◆ **GIVEN REQUEST**: In the summary about Dermot Richard Claud Chichester, why is no person named as the one who succeeded him in the House of Lords?

--- QUOTED TEXT ---

- Arms of the Marquess of Donegall Blazon Arms: Quarterly: 1st and 4th, chequy, or and gule, a chief vair (Chichester); 2nd and 3rd, azure fretty argent (Etchingham). Crest: A stork, proper, wings expanded, holding in its beak an eel, argent, head or. Supporters: Two wolves gules, ducally gorged and chained or.. Motto: Invitum sequitur honor (Honour follows, though unsought for).

Member of the House of Lords
- Lord Temporal
- as a hereditary peer 2 October 1953 – 11 November 1999
- Preceded by: The 4th Baron Templemore
- Succeeded by: Seat abolished

Personal details
- Born: Dermot Richard Claud Chichester 18 April 1916
- Died: 19 April 2007 (aged 91)

--- SUPPLIED DATA ---

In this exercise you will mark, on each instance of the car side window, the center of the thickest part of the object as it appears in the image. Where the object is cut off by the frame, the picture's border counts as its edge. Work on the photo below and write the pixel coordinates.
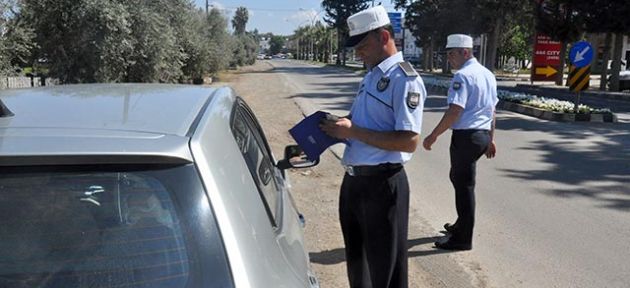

---

◆ **SOLUTION FOR THIS PROBLEM**: The summary gives no successor because his seat was abolished. He sat as a hereditary peer until 11 November 1999, and the entry for his successor reads "Seat abolished."